» What is required
Please return each of the entries below exactly as they appear.

Dataset entries
---
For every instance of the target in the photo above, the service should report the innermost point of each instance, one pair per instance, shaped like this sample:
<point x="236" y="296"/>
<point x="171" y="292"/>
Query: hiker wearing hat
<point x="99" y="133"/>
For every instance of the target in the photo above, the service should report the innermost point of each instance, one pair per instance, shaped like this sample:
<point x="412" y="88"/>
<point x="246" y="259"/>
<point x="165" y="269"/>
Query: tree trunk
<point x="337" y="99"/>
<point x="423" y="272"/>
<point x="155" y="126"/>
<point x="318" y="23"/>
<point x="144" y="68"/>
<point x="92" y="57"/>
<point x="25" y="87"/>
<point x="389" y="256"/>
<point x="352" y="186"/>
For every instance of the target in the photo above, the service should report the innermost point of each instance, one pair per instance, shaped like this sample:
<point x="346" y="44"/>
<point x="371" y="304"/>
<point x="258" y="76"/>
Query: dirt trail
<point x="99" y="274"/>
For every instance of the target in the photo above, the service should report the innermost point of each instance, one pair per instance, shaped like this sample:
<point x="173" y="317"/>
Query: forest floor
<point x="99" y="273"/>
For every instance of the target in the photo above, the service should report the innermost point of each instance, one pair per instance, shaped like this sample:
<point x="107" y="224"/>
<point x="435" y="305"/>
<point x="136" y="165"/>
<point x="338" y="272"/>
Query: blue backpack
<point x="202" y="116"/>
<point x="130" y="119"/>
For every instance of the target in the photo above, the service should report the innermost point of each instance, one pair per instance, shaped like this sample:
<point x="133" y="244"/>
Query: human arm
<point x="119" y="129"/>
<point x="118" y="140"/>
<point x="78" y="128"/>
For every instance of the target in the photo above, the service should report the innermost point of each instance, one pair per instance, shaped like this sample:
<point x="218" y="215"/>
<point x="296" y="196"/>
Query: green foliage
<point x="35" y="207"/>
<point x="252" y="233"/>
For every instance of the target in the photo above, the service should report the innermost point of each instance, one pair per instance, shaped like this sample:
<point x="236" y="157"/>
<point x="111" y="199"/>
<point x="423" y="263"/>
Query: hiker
---
» Answer for this exercise
For every instance of the target in the photo above, the service should report the innermost point of each instance, one pair per instance, shaped like this sample:
<point x="236" y="296"/>
<point x="171" y="292"/>
Query: hiker wearing hat
<point x="99" y="133"/>
For every instance of the target in the photo above, the service should report the innermost point of each instance, one pair per instance, shaped like this sample:
<point x="412" y="88"/>
<point x="246" y="259"/>
<point x="165" y="269"/>
Query: tree trunk
<point x="337" y="99"/>
<point x="423" y="272"/>
<point x="155" y="126"/>
<point x="318" y="23"/>
<point x="144" y="68"/>
<point x="92" y="57"/>
<point x="25" y="87"/>
<point x="389" y="256"/>
<point x="352" y="186"/>
For every instance of the target in the photo above, the service should report the innermost point of each instance, one pair per instance, shaped like this sample:
<point x="346" y="44"/>
<point x="371" y="304"/>
<point x="258" y="76"/>
Query: dirt trail
<point x="99" y="274"/>
For every instance of the target in the photo above, the service should report the innermost point of each instance, one pair per instance, shaped like this sample:
<point x="173" y="317"/>
Query: forest floor
<point x="99" y="273"/>
For every instance of the target in the photo above, the service should report the innermost point of each instance, one pair per instance, shaped like this sample:
<point x="107" y="224"/>
<point x="435" y="305"/>
<point x="136" y="165"/>
<point x="338" y="272"/>
Query: blue backpack
<point x="202" y="116"/>
<point x="130" y="119"/>
For every instance of the target in the photo above, the service should report the innermost point of each instance, one pair per instance, shaped like this sample:
<point x="133" y="244"/>
Query: human arm
<point x="119" y="129"/>
<point x="118" y="140"/>
<point x="78" y="128"/>
For every instance of the target in the photo above, the service should report the innermost point of each instance, one pair per instance, shaped like this sample:
<point x="218" y="215"/>
<point x="296" y="196"/>
Query: green foliage
<point x="35" y="207"/>
<point x="252" y="233"/>
For every instance of the target in the photo above, the service should report the innermost point of each instance, one pair per instance, shaped like this sample:
<point x="236" y="157"/>
<point x="111" y="199"/>
<point x="423" y="263"/>
Query: hiker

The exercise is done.